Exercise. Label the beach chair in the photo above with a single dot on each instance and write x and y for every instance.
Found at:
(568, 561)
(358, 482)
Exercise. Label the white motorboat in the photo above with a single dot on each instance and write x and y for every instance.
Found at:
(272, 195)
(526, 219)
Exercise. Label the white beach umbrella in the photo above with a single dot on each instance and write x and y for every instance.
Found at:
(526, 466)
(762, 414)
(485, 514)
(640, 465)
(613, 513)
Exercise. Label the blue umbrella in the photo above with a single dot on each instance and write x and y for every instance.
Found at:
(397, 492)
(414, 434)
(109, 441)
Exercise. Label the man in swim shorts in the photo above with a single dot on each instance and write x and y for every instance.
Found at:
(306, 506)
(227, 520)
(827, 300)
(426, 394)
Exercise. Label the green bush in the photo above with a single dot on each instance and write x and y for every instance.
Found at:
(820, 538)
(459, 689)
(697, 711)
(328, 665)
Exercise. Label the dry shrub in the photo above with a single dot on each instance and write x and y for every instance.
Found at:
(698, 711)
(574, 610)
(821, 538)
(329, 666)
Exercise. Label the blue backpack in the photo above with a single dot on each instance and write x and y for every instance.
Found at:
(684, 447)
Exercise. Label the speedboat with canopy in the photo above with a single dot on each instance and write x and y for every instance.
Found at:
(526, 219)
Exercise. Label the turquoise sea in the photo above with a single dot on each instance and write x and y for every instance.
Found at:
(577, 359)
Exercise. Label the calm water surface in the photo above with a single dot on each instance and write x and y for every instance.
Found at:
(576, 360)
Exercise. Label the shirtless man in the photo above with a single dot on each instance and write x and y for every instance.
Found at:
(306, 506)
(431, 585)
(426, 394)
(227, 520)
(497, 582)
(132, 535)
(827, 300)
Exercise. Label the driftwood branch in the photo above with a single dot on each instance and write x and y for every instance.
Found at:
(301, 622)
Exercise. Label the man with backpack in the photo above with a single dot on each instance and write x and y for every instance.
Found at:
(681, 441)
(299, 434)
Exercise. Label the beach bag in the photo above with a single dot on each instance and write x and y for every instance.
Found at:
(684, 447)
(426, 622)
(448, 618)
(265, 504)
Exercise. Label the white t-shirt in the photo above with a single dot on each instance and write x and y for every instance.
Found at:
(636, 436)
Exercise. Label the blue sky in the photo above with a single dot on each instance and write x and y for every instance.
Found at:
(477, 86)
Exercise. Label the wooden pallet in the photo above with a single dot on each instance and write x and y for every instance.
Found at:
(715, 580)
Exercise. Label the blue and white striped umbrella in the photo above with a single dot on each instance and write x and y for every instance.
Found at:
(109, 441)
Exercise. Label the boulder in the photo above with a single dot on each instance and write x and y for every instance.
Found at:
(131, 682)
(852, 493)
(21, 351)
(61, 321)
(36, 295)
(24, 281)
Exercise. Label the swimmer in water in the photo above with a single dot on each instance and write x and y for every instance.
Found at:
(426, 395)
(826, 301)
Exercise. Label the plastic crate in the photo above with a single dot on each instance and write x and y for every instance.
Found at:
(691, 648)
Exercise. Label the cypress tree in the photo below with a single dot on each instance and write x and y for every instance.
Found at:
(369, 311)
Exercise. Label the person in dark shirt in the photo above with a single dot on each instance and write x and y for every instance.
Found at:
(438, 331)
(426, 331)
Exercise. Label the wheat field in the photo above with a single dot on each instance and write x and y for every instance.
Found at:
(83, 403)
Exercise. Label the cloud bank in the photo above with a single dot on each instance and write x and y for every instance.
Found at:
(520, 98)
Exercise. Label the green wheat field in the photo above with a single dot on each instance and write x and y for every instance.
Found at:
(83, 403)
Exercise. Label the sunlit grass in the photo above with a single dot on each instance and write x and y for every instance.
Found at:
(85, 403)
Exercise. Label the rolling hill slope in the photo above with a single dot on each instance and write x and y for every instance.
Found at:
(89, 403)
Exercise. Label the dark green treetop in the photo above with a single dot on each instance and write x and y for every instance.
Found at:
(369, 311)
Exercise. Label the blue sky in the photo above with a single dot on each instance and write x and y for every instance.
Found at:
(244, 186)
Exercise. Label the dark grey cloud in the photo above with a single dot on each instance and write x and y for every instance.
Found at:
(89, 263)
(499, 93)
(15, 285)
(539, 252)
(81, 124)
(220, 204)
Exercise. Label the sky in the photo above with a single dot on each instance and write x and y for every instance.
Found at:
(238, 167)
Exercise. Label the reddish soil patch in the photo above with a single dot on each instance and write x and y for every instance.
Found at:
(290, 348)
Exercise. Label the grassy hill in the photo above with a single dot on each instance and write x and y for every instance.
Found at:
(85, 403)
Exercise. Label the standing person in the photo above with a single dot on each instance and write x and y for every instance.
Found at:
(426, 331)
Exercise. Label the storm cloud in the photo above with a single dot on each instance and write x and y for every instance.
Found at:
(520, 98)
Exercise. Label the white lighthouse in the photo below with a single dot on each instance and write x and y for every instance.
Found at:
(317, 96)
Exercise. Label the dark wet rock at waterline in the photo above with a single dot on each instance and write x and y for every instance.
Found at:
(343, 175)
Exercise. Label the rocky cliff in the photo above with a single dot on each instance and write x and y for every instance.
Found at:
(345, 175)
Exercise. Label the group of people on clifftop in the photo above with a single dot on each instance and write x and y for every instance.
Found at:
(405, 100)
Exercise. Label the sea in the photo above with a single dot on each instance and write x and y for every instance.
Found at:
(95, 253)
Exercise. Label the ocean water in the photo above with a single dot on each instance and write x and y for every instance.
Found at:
#####
= Work required =
Reproduce all of the entries word for word.

= Problem solution =
Exercise. Label the beach chair in the photo above with a single dot on each instance and write x and y for every instance.
Found at:
(568, 561)
(358, 482)
Exercise. Label the white motorboat in the photo above with a single dot on each instance and write x and y for every instance.
Found at:
(272, 195)
(526, 219)
Exercise. Label the white beach umbrella in the photo above with a single dot on each instance and write x and y for every instance.
Found at:
(526, 466)
(762, 414)
(485, 514)
(640, 465)
(613, 513)
Exercise. Label the blue umbrella in the photo above with a single dot on each instance and write x and y for every instance.
Found at:
(397, 492)
(414, 434)
(109, 441)
Exercise. Label the man in swim shorts in the photo above with a single dot on each instance and write x and y for every instance.
Found at:
(306, 506)
(227, 520)
(827, 300)
(426, 394)
Exercise. Label the green bush in the photo above with a single dot on each instance and write x and y for every instance.
Found at:
(820, 538)
(459, 689)
(697, 711)
(328, 665)
Exercise. Label the dry shrub in the photo above with a single dot on each instance and write x and y for every instance.
Found at:
(698, 711)
(574, 610)
(821, 538)
(329, 666)
Exercise. Label the blue backpack in the photo above with a single dot on each instance and write x and y for every instance.
Found at:
(684, 447)
Exercise. Label the speedboat with canopy in the photo above with a single dot on each instance and write x and y for every instance.
Found at:
(526, 219)
Exercise. Label the turquoise sea in the photo above with a single dot on each instance and write x and y for every instance.
Found at:
(577, 359)
Exercise. Label the calm water surface in the photo above with a single dot on each instance and write x and y for every instance.
Found at:
(576, 360)
Exercise. Label the shirtless man in the photo above with a single dot on each instance and write x and y for every instance.
Found at:
(306, 506)
(431, 585)
(426, 394)
(227, 520)
(497, 582)
(132, 535)
(827, 300)
Exercise. Label the driftwood branch in the photo above with a single dot on each instance and write x and y for every instance.
Found at:
(301, 622)
Exercise. Label the man with backpack in the photo above with a single dot on each instance and write x and y for every instance.
Found at:
(681, 441)
(299, 434)
Exercise. Label the beach bag in the photo above with a single dot on each instance and write x and y for every instance.
Found at:
(684, 447)
(426, 622)
(448, 618)
(265, 504)
Exercise. Label the white t-shirt in the photo above with a single dot on each instance and write x and y for every instance.
Found at:
(636, 436)
Exercise. Label the blue sky in the photo above with a single dot on each instance and write x and y for every instance.
Found at:
(477, 86)
Exercise. Label the wooden pallet in the photo above with a single dot on each instance and write x and y for every instance.
Found at:
(715, 580)
Exercise. Label the blue and white striped umbrella in the photo above with a single dot on each instance and write x and y for every instance.
Found at:
(109, 441)
Exercise. Label the boulder in the photo above with a single dot on each instance and write x and y for every instance.
Found at:
(131, 682)
(852, 493)
(21, 351)
(61, 321)
(36, 295)
(24, 281)
Exercise. Label the swimmer in water in the photo above with a single dot on each instance and write x and y for every instance.
Found at:
(426, 395)
(826, 301)
Exercise. Label the plastic crate in the photo above with a single dot on each instance and write x and y for every instance.
Found at:
(691, 648)
Exercise. Label the cypress tree in the photo below with a single dot on each instance and write x and y for every instance.
Found at:
(369, 311)
Exercise. Label the person in dark shirt in the photo above with a single dot on each instance and write x and y for every instance.
Found at:
(438, 331)
(426, 331)
Exercise. Label the wheat field in the photo above with a single dot on each instance and write x and y for every instance.
Found at:
(83, 403)
Exercise. Label the cloud bank in the photo above with a single dot on each instance and write x and y for every instance.
Found at:
(520, 98)
Exercise. Label the green wheat field in the photo above with a single dot on each instance and write x and y for every instance.
Found at:
(83, 403)
Exercise. Label the sunlit grass in the photo above with a single dot on each instance and write x and y for every instance.
Found at:
(85, 403)
Exercise. Label the rolling hill slope in the photo above with a single dot on each instance and write x and y for every instance.
Found at:
(89, 403)
Exercise. Label the dark green treetop in the photo above with a single dot on each instance and write x and y for every instance.
Found at:
(369, 311)
Exercise. Label the blue sky in the photo above with a single dot on each instance and write x and y for every instance.
Found at:
(244, 186)
Exercise. Label the dark grey cloud in the photo above with a single dot on each instance and write x and y for every instance.
Found at:
(89, 263)
(499, 93)
(15, 285)
(539, 252)
(81, 124)
(220, 204)
Exercise. Label the sky in the photo above with a single dot on each instance and write x and y for every instance.
Found at:
(238, 167)
Exercise. Label the reddish soil patch in the photo above with a single dot on each instance and write x and y for every instance.
Found at:
(290, 348)
Exercise. Label the grassy hill in the photo above with a single dot on each instance and write x and y for every instance.
Found at:
(85, 403)
Exercise. Label the standing person in the photo above with a single dot on each instance and write x and y for every instance.
Found at:
(426, 331)
Exercise. Label the storm cloud in the photo above with a single dot on each instance and write x and y for every instance.
Found at:
(520, 98)
Exercise. Label the white lighthouse in the photo below with a single dot on each instance and write x and y for every instance.
Found at:
(317, 96)
Exercise. Label the dark wet rock at waterline in the photo above with a single dot on each instance and write x and y for every instance.
Found at:
(343, 175)
Exercise. Label the rocky cliff in the photo above with a single dot on each instance and write x and y for every instance.
Found at:
(345, 175)
Exercise. Label the group of people on clifftop in the photo above with a single dot on each instance and write x and y for every instance.
Found at:
(405, 100)
Exercise. Label the sea in the photo above with a single dot on each instance and write x and y for every instance.
Found at:
(95, 253)
Exercise. Label the ocean water in the photo above with a single dot on each instance and write x and y for every instance.
Found at:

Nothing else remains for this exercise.